## Records for processing

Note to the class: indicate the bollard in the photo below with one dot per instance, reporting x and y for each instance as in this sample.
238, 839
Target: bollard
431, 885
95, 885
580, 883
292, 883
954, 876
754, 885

## Exercise details
The records above are to be printed in full, exactly as they appear.

## Output below
Note to the class: indicate the bollard in the photo below with one dot per instance, reporting x and y for each instance as in this sample.
238, 839
Target: bollard
431, 885
95, 885
580, 883
292, 883
954, 876
754, 885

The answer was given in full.